[Page extract]
Scouting Padres Prospect Tim Stauffer

Sure he spent time in the majors and doesn't officially qualify as a "prospect" by the true standards of the word but Tim Stauffer spent nearly the entire year with the Portland Beavers in an attempt to get back to the promised land.

Vital Statistics;
Name: Tim Stauffer
Position: RHP
DOB: June 2, 1982
Height: 6-foot-1
Weight: 205
Bats: Right
Throws: Right

Unfortunately, the road traveled was filled with peril for Tim Stauffer. And perhaps more ironically, the one start he did have in San Diego was one of his best of the year.

In five of his first six starts in Triple-A, Stauffer allowed four runs or more while going six innings in just one contest. He settled down in May and early June, allowing 17 earned runs over a seven game span. He was rolling. Things spiraled out of control thereafter.

He would be tagged for five multi-homer games in the next ten games, allowing four runs or more in 14 of his last 15 starts.
[/Page extract]
[Data supplied]
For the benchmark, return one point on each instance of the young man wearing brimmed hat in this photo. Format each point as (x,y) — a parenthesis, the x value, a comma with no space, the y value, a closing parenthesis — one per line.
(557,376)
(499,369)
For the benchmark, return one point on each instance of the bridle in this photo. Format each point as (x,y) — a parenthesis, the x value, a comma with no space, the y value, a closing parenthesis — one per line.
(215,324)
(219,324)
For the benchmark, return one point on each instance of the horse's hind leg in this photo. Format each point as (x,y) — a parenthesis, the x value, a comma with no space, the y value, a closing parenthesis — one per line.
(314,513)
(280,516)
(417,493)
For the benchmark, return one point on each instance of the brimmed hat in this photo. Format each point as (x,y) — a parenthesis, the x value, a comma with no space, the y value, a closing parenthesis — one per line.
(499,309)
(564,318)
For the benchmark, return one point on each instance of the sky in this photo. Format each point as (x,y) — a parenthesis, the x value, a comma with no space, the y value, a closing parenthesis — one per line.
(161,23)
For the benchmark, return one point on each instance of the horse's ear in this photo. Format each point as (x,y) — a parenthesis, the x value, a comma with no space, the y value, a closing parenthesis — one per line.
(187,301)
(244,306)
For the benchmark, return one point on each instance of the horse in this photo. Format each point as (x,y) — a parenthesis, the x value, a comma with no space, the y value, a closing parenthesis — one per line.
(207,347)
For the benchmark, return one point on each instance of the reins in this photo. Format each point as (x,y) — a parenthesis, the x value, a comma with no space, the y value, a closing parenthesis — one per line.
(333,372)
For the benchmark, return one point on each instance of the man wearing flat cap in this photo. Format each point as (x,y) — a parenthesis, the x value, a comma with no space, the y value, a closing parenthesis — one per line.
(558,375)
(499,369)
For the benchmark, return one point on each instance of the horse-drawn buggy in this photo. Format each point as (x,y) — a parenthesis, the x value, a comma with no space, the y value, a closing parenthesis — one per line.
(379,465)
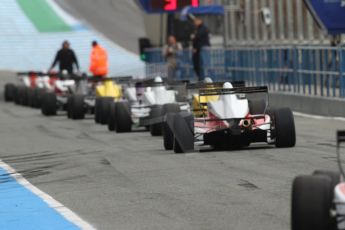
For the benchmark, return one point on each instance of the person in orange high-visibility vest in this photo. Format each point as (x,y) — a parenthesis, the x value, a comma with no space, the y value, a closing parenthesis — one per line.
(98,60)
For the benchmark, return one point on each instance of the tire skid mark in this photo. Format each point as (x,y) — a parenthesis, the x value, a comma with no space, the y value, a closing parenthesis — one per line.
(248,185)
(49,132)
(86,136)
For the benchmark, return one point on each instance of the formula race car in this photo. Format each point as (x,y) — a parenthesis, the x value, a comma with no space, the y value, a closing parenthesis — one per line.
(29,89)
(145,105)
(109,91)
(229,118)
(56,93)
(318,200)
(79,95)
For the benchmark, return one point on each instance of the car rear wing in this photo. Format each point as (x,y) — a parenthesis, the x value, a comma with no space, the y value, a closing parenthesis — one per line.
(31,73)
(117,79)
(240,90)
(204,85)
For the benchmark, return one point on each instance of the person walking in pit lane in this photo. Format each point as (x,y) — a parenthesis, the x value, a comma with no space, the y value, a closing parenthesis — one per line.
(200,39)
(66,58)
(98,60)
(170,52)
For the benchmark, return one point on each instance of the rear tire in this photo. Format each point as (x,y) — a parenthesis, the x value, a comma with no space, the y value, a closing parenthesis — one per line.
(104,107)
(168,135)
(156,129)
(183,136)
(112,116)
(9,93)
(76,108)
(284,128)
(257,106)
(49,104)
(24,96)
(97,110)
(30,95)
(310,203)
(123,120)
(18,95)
[/Data supplied]
## Actions to take
a. According to the scouting report on Tim Stauffer, which team did he spend nearly the entire year with?
b. Copy the stretch of the scouting report from "Unfortunately, the road" through "of control thereafter.", substituting "Portland" for "Triple-A".

## Task responses
a. The Portland Beavers.

b.
Unfortunately, the road traveled was filled with peril for Tim Stauffer. And perhaps more ironically, the one start he did have in San Diego was one of his best of the year.

In five of his first six starts in Portland, Stauffer allowed four runs or more while going six innings in just one contest. He settled down in May and early June, allowing 17 earned runs over a seven game span. He was rolling. Things spiraled out of control thereafter.